Supplied data:
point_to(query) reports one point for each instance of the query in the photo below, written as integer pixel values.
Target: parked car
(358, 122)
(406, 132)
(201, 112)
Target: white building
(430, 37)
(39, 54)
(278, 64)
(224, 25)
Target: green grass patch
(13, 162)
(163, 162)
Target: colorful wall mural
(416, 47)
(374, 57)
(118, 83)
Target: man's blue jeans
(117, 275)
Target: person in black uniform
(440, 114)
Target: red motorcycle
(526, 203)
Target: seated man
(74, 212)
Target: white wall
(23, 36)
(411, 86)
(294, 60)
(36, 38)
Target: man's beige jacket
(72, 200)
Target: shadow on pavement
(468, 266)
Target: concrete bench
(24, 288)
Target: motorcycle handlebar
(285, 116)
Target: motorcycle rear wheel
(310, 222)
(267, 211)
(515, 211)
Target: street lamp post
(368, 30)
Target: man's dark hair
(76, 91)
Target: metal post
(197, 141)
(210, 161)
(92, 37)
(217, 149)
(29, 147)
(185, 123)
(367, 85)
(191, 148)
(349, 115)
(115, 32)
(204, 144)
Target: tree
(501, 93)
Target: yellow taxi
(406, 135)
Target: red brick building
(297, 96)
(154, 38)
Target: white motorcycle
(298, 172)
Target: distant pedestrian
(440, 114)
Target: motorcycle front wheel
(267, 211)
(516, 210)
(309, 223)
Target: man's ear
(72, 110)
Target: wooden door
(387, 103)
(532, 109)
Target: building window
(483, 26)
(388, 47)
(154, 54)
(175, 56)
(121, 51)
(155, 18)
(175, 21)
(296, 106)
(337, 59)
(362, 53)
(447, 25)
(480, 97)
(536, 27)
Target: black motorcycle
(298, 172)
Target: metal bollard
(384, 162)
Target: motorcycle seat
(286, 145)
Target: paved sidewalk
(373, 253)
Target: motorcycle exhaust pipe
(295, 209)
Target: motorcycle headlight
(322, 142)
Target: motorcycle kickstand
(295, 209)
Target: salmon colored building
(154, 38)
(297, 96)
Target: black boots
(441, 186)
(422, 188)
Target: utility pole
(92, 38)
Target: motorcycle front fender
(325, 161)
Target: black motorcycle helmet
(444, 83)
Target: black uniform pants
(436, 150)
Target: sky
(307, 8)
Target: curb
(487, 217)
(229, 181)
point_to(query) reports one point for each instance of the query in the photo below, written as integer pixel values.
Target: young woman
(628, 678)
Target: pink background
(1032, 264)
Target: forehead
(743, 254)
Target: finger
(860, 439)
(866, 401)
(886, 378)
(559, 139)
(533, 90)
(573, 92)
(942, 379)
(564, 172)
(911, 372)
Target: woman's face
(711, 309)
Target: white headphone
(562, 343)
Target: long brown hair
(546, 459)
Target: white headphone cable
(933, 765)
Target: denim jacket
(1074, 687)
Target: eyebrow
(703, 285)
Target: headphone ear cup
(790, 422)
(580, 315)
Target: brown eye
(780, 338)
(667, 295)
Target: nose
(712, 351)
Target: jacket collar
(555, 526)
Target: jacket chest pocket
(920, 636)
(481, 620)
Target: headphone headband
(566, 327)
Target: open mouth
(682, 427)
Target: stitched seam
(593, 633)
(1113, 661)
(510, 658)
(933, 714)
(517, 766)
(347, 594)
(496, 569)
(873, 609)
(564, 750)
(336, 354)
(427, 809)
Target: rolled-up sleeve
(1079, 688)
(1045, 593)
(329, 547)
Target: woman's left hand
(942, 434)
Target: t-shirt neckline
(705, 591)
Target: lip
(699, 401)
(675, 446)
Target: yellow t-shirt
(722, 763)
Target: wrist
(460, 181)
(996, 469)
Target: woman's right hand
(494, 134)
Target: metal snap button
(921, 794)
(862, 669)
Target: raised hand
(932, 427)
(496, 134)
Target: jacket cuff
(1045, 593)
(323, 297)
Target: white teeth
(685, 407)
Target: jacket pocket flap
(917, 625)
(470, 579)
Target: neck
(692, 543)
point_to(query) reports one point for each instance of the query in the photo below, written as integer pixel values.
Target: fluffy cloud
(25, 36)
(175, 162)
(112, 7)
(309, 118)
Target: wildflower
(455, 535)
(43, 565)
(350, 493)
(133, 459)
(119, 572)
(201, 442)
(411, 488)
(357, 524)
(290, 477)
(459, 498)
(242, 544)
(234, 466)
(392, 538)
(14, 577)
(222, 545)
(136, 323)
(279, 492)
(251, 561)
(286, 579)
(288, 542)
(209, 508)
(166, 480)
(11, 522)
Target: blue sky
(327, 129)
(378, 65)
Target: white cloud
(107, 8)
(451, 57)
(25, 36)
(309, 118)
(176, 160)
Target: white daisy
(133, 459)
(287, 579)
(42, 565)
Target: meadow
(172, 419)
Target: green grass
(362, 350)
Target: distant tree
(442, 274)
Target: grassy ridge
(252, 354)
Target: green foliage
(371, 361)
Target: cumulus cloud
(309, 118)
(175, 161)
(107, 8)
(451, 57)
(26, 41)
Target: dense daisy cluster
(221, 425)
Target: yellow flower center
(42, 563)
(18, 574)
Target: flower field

Your task: Go through the listing and copy each line exactly.

Response area:
point_to(query) reports one point for each instance of the query in the photo below, written as integer pixel values.
Target: parked car
(358, 122)
(406, 132)
(201, 112)
Target: white building
(430, 37)
(39, 54)
(278, 64)
(224, 25)
Target: green grass patch
(13, 162)
(163, 162)
Target: colorful wall mural
(416, 47)
(374, 57)
(118, 83)
Target: man's blue jeans
(117, 275)
Target: person in black uniform
(440, 114)
Target: red motorcycle
(526, 203)
Target: seated man
(74, 212)
Target: white wall
(23, 36)
(411, 86)
(294, 60)
(36, 38)
Target: man's beige jacket
(72, 200)
Target: shadow on pavement
(468, 266)
Target: concrete bench
(24, 288)
Target: motorcycle handlebar
(285, 116)
Target: motorcycle rear wheel
(310, 222)
(267, 211)
(515, 211)
Target: street lamp post
(368, 30)
Target: man's dark hair
(76, 91)
Target: metal post
(197, 141)
(210, 161)
(92, 37)
(217, 149)
(29, 147)
(185, 123)
(367, 85)
(191, 148)
(349, 115)
(115, 32)
(204, 144)
Target: tree
(501, 93)
Target: yellow taxi
(406, 135)
Target: red brick building
(297, 96)
(154, 38)
Target: white motorcycle
(298, 172)
Target: distant pedestrian
(440, 114)
Target: motorcycle front wheel
(267, 211)
(516, 210)
(309, 223)
Target: man's ear
(72, 110)
Target: wooden door
(387, 103)
(532, 109)
Target: building window
(483, 26)
(388, 47)
(154, 54)
(175, 56)
(121, 51)
(155, 18)
(175, 21)
(296, 106)
(337, 59)
(362, 53)
(447, 25)
(480, 97)
(536, 27)
Target: black motorcycle
(298, 172)
Target: metal bollard
(384, 162)
Target: motorcycle seat
(286, 145)
Target: paved sidewalk
(373, 253)
Target: motorcycle exhaust pipe
(295, 209)
Target: motorcycle headlight
(322, 142)
Target: motorcycle kickstand
(295, 209)
Target: salmon colored building
(154, 38)
(297, 96)
Target: black boots
(441, 186)
(422, 188)
Target: utility pole
(92, 38)
Target: motorcycle front fender
(325, 161)
Target: black motorcycle helmet
(444, 83)
Target: black uniform pants
(436, 150)
Target: sky
(307, 8)
Target: curb
(487, 217)
(229, 181)
point_to(query) reports one point for each instance of the query in the photo below, written as integer pixel values.
Target: young woman
(628, 678)
Target: pink background
(1032, 264)
Target: forehead
(743, 254)
Target: finger
(860, 439)
(866, 401)
(886, 378)
(559, 139)
(533, 90)
(573, 92)
(942, 379)
(564, 172)
(911, 372)
Target: woman's face
(711, 309)
Target: white headphone
(562, 343)
Target: long brown hair
(546, 459)
Target: white headphone cable
(933, 765)
Target: denim jacket
(1074, 687)
Target: eyebrow
(703, 285)
Target: headphone ear cup
(790, 422)
(580, 315)
Target: brown eye
(780, 338)
(667, 295)
Target: nose
(712, 351)
Target: jacket collar
(555, 526)
Target: jacket chest pocket
(920, 636)
(481, 620)
Target: headphone headband
(566, 327)
Target: open mouth
(682, 427)
Target: stitched seam
(593, 633)
(1113, 661)
(510, 658)
(933, 714)
(517, 766)
(347, 594)
(496, 569)
(873, 609)
(564, 750)
(336, 354)
(427, 809)
Target: rolled-up sleeve
(1079, 688)
(1045, 593)
(329, 547)
Target: woman's left hand
(942, 434)
Target: t-shirt neckline
(705, 591)
Target: lip
(699, 401)
(675, 446)
Target: yellow t-shirt
(722, 763)
Target: wrist
(460, 181)
(996, 469)
Target: woman's right hand
(494, 134)
Target: metal snap button
(921, 794)
(862, 669)
Target: raised hand
(932, 427)
(496, 134)
Target: jacket cuff
(1045, 593)
(323, 297)
Target: white teeth
(685, 407)
Target: jacket pocket flap
(917, 625)
(470, 579)
Target: neck
(692, 543)
point_to(query) reports one point for each instance of the query in the photo below, written as integer pixel values.
Target: fluffy cloud
(25, 36)
(175, 162)
(112, 7)
(309, 118)
Target: wildflower
(455, 535)
(43, 565)
(350, 493)
(133, 459)
(119, 572)
(201, 442)
(411, 488)
(357, 524)
(290, 477)
(459, 498)
(242, 544)
(234, 466)
(392, 538)
(14, 577)
(222, 545)
(136, 323)
(279, 492)
(251, 561)
(286, 579)
(288, 542)
(209, 508)
(166, 480)
(11, 522)
Target: blue sky
(327, 129)
(378, 65)
Target: white cloud
(107, 8)
(451, 57)
(25, 36)
(309, 118)
(176, 160)
Target: white daisy
(133, 459)
(287, 579)
(42, 565)
Target: meadow
(172, 419)
Target: green grass
(362, 350)
Target: distant tree
(442, 274)
Target: grassy ridge
(252, 354)
Target: green foliage
(371, 361)
Target: cumulus cloud
(309, 118)
(175, 161)
(107, 8)
(451, 57)
(26, 41)
Target: dense daisy cluster
(221, 425)
Target: yellow flower center
(42, 563)
(18, 574)
Target: flower field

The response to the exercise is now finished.